→ AIM OF THE EXERCISE: Continue the text on the spectacled bear, picking up after its last sentence.

→ PROVIDED TEXT:
The spectacled bear is endemic to (i.e. ‘only found in’) the Andes, a mountain range in South America. The area occupied by the species is long and narrow. It follows the Andean mountains from western Venezuela to northwestern Argentina, and includes Colombia, Ecuador, Peru and Bolivia.
Spectacled bears are also occasionally encountered in Panama. However, there is no established population in the country.
Spectacled Bear Habitat
The preferred habitat of the spectacled bear is dense, humid cloud forests. The species is typically found at elevations of between 1,000 and 2,700 m (3,300 and 8,900 ft.). However, it may be present anywhere from sea level all the way up to the mountain snowline at around 5,000 m (16,000 ft.).
However, the spectacled bear is highly adaptable. The species is also present in a variety of other habitats, ranging from tropical lowland and dry forests through to tropical high-altitude grasslands and shrublands. The bear is thought to migrate between different habitats according to seasonal changes in food abundance.
The spectacled bear is a shy and highly elusive animal. It is solitary but not strongly territorial. Where food is abundant a number of bears may come together to feed.
In general, the spectacled bear is active during the day. However, its activity pattern can vary both from region to region and from season to season.
The spectacled bear is highly adept at climbing. It spends much of its time high in the trees, where it builds leafy platforms in which to feed and rest. The spectacled bear is also a capable swimmer.
There is no seasonal shortage of food within the spectacled bear’s range. As a result, unlike other species of bear, it does not hibernate.
Spectacled Bear Life Cycle
The spectacled bear does not have a strict mating season. Most pairings appear to take place between April and June, with mated pairs staying together for 1 to 2 weeks.
The spectacled bear’s gestation period is between 5.5 and 8.5 months. The female gives birth in a den that is hidden under tree roots or rocks. Most births take place between December and February.
A typical litter consists of 2 cubs, but can range from 1 to 4 cubs. Litter size depends both on the availability of food and the mother’s size and condition.

→ INFORMATION GIVEN:
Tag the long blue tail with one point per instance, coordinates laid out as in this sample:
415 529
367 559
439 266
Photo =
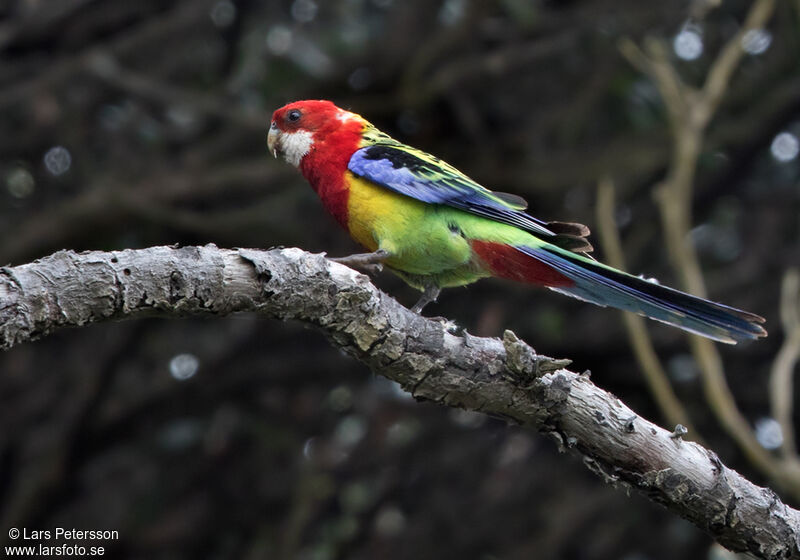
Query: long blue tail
606 286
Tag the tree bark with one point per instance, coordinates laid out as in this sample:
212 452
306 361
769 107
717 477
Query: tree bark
428 358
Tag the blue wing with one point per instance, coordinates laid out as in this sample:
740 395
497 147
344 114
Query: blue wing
426 178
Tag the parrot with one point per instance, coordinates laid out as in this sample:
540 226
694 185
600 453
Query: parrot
435 227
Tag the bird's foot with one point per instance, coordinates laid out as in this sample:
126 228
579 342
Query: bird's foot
429 295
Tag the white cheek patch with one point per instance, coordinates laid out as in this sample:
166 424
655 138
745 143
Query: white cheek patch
294 145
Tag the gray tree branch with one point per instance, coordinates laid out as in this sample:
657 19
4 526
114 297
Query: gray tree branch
503 378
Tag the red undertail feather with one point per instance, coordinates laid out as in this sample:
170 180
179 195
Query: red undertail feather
506 261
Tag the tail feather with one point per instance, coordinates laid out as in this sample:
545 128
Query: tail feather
603 285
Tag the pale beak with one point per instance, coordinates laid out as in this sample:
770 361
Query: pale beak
272 139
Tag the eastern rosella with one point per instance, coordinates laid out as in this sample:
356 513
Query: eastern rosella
435 227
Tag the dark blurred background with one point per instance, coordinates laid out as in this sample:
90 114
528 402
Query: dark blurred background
131 124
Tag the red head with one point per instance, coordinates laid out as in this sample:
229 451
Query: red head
318 137
304 126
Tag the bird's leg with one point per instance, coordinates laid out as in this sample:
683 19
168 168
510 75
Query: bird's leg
430 294
371 262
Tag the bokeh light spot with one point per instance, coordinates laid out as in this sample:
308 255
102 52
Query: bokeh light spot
785 147
57 160
183 366
688 44
769 433
756 41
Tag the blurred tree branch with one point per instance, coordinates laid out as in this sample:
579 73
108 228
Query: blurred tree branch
654 373
502 378
781 382
690 111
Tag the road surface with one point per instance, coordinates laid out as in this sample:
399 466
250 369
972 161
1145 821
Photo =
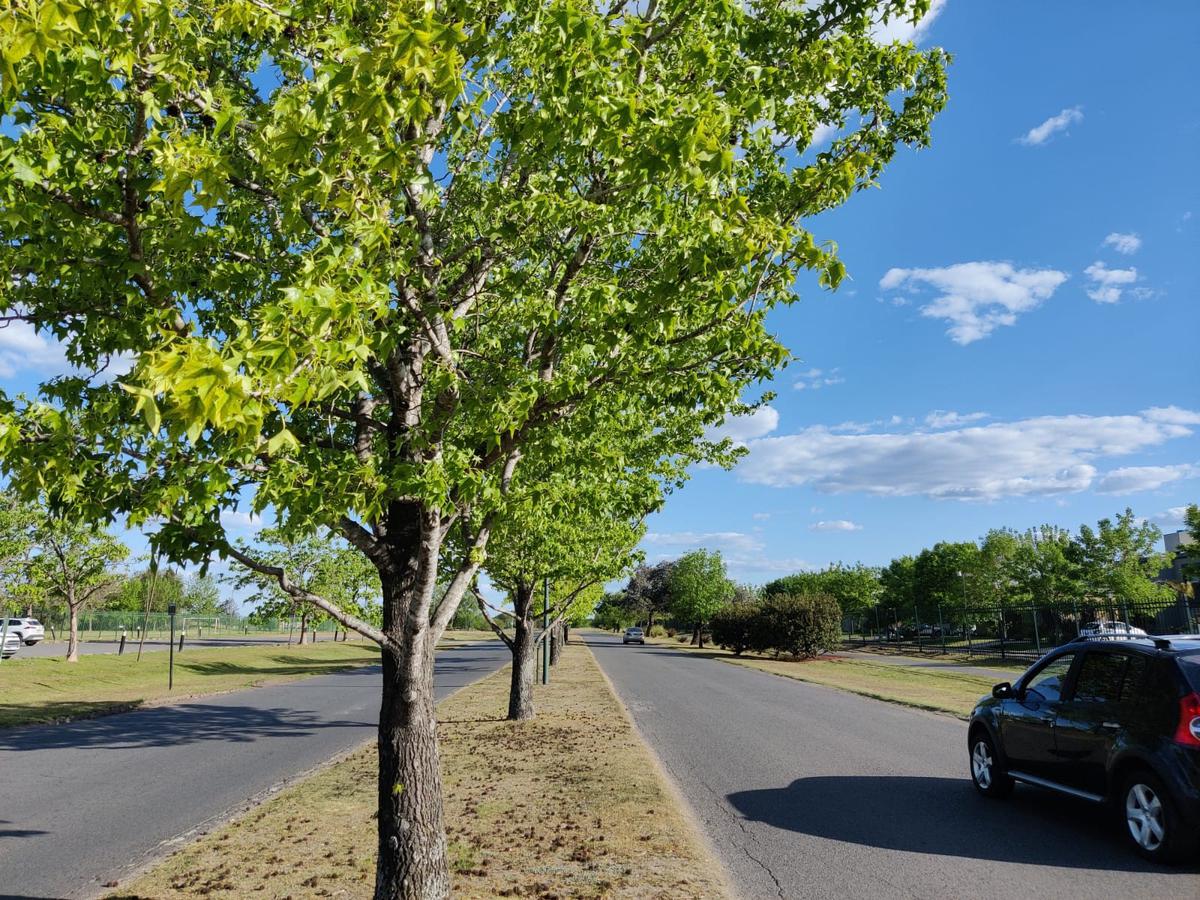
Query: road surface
811 792
89 802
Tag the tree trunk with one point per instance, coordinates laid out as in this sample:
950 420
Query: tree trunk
412 852
73 640
525 664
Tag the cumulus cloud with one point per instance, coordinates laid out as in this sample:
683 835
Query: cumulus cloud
898 29
1109 282
817 378
1125 244
977 298
742 429
1132 479
835 525
1051 126
22 348
1029 457
949 419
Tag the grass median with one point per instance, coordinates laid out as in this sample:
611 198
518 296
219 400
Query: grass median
48 689
567 805
941 691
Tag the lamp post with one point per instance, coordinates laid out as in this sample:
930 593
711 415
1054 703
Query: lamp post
171 664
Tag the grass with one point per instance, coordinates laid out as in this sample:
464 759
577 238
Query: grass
567 805
940 691
48 689
954 693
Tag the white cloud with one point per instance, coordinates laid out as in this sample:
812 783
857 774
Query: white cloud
1029 457
1125 244
816 379
709 540
977 298
837 525
904 30
1132 479
1170 519
23 348
741 429
1051 126
1109 282
948 419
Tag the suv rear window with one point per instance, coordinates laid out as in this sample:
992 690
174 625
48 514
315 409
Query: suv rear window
1191 666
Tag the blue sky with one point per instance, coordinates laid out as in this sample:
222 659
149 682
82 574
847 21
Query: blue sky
1068 123
1017 342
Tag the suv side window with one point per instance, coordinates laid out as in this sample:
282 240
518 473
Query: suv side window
1101 677
1048 683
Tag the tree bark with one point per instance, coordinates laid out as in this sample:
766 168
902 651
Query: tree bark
525 658
73 640
412 851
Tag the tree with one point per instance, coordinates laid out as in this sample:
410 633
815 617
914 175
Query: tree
648 593
699 588
75 563
1120 558
439 237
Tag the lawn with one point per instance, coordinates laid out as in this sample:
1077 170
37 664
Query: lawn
569 804
49 689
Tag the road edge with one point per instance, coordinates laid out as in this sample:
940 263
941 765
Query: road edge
672 787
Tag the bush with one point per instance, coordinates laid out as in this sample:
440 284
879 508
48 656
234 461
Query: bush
801 625
736 625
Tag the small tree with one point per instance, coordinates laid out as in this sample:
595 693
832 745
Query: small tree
699 588
735 627
76 563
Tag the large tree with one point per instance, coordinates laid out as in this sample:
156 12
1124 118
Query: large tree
366 252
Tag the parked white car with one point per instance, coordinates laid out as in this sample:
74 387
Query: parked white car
1110 629
29 630
11 645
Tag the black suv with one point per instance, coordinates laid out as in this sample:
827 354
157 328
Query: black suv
1114 721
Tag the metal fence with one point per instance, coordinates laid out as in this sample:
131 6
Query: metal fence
109 625
1017 633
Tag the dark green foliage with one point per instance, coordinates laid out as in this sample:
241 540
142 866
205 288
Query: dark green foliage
792 624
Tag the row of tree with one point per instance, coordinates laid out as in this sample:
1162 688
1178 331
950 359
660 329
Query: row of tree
449 271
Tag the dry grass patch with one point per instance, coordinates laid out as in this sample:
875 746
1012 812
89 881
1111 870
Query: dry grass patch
48 689
568 805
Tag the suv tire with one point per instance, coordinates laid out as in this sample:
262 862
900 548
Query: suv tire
987 774
1151 821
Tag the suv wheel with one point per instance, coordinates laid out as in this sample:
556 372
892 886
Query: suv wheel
987 774
1151 822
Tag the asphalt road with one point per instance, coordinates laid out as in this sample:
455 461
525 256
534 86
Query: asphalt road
88 803
810 792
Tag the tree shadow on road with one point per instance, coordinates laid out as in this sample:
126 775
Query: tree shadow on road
172 726
945 816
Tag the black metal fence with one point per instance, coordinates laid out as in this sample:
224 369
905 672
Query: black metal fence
1017 633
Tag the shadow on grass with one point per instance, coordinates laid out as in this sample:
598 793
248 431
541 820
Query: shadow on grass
945 816
48 713
174 726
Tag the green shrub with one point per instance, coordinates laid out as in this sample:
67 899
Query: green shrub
736 625
799 625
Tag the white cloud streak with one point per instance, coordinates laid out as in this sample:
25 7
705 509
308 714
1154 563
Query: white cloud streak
1051 126
1125 244
1030 457
1109 282
977 298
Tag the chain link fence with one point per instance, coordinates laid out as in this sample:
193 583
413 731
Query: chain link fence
1015 633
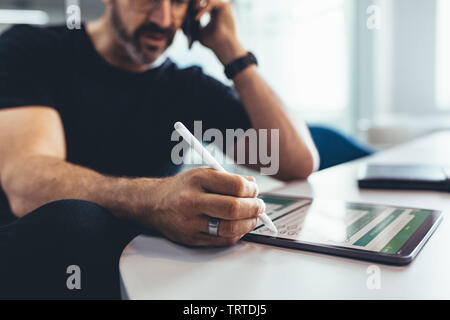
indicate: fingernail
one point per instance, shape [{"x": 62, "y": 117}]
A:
[{"x": 262, "y": 206}]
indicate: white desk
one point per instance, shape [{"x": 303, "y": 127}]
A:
[{"x": 154, "y": 268}]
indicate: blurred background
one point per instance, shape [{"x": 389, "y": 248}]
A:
[{"x": 379, "y": 70}]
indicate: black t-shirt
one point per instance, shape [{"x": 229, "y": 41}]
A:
[{"x": 115, "y": 121}]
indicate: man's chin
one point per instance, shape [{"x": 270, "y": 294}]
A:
[{"x": 152, "y": 53}]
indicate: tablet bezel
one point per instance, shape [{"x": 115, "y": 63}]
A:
[{"x": 403, "y": 256}]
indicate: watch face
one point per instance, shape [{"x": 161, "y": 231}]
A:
[{"x": 239, "y": 65}]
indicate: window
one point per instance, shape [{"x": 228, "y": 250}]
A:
[{"x": 443, "y": 55}]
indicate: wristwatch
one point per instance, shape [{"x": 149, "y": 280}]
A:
[{"x": 234, "y": 68}]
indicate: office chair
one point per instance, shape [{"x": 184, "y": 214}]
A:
[{"x": 335, "y": 148}]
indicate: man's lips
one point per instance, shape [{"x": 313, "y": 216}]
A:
[{"x": 153, "y": 39}]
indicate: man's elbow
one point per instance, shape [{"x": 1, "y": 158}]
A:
[
  {"x": 303, "y": 168},
  {"x": 19, "y": 207}
]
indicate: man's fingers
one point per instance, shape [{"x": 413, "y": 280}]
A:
[
  {"x": 229, "y": 208},
  {"x": 204, "y": 6},
  {"x": 204, "y": 240},
  {"x": 226, "y": 184},
  {"x": 232, "y": 229}
]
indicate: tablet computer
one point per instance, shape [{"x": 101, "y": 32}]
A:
[{"x": 379, "y": 233}]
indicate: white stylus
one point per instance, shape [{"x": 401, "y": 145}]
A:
[{"x": 210, "y": 161}]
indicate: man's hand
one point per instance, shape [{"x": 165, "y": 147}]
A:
[
  {"x": 185, "y": 203},
  {"x": 220, "y": 34}
]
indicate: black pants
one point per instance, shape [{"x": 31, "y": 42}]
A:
[{"x": 47, "y": 253}]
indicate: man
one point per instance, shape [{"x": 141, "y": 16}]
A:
[{"x": 87, "y": 115}]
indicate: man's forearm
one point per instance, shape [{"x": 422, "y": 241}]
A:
[
  {"x": 32, "y": 181},
  {"x": 265, "y": 110}
]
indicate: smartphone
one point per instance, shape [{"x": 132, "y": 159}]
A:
[{"x": 191, "y": 27}]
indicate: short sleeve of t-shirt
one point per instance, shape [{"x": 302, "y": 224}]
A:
[
  {"x": 24, "y": 68},
  {"x": 215, "y": 104}
]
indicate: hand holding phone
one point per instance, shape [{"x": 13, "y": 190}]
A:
[{"x": 191, "y": 27}]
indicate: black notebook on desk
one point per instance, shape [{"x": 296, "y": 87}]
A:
[{"x": 406, "y": 177}]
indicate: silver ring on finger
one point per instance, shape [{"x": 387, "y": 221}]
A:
[{"x": 213, "y": 227}]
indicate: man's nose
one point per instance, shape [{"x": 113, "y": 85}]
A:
[{"x": 162, "y": 14}]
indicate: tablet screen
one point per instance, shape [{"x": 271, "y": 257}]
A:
[{"x": 360, "y": 226}]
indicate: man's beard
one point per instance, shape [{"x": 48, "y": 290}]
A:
[{"x": 132, "y": 44}]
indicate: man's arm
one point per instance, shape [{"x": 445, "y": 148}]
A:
[
  {"x": 34, "y": 171},
  {"x": 298, "y": 155}
]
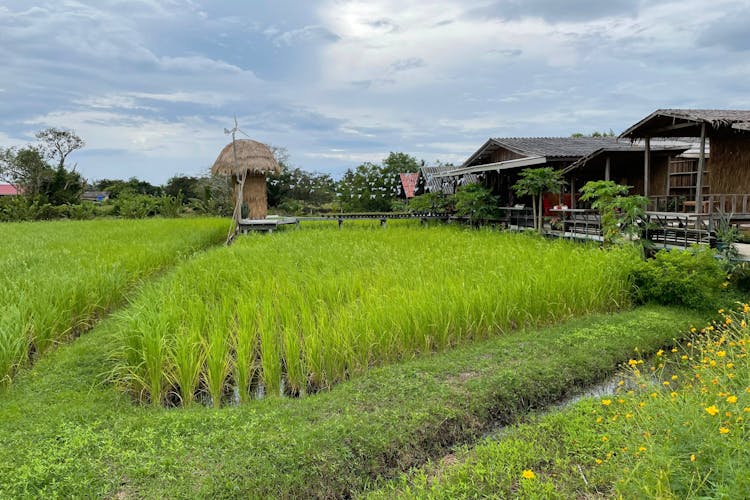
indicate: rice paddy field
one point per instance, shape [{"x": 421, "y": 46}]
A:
[
  {"x": 58, "y": 278},
  {"x": 299, "y": 311}
]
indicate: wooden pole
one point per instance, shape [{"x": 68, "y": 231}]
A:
[
  {"x": 647, "y": 167},
  {"x": 606, "y": 169},
  {"x": 701, "y": 167}
]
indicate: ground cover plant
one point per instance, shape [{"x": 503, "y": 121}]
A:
[
  {"x": 675, "y": 428},
  {"x": 66, "y": 433},
  {"x": 57, "y": 278},
  {"x": 300, "y": 311}
]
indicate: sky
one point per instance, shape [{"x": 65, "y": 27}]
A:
[{"x": 151, "y": 85}]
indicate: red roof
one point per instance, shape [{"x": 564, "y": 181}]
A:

→ RESULT:
Newborn spectacled bear cubs weigh about 300 to 330 g (11 to 12 oz.) and are born blind. The fur is black and the species’ characteristic facial markings are already present.
The eyes open when the cubs are around 30 to 40 days old. The cubs begin to explore their surroundings at around 3 months of age, often hitching a ride on their mother’s back. The cubs stay with their mother for up to one year.
What Do Spectacled Bears Eat?
Like other bears, the spectacled bear is an omnivore. However, around 95% of the species’ diet comprises plant matter, thereby making the spectacled bear the most herbivorous of all bears apart from the giant panda.
Bromeliad fruits, cacti, palm nuts and bamboo hearts are a mainstay in the animal’s diet. The bear will also feed on berries, orchid bulbs, unopened palm leaves, tree bark, honey and cultivated plants such as corn and sugarcane.
Occasionally, the spectacled bear will feed on carrion, or prey on insects and small rodents, birds and livestock.
An adult spectacled bear has no natural predators. The cubs are vulnerable to cougars (Puma concolor) and jaguars (Panthera onca). Adult male spectacled bears may also attack the cubs of another male.
Is The Spectacled Bear Endangered?
The spectacled bear is rated ‘Vulnerable’ by the IUCN.
The global population of spectacled bears is estimated to be fewer than 10,000 mature adults. A decline of over 30% is predicted to occur over the next 30 years across the bear’s range.
The main threats to the spectacled bear include:
- Habitat loss: Much of the spectacled bear’s natural habitat in the Andes has already disappeared. What remains is threatened by further logging, agricultural expansion, cattle farming, road construction, mining and oil exploitation.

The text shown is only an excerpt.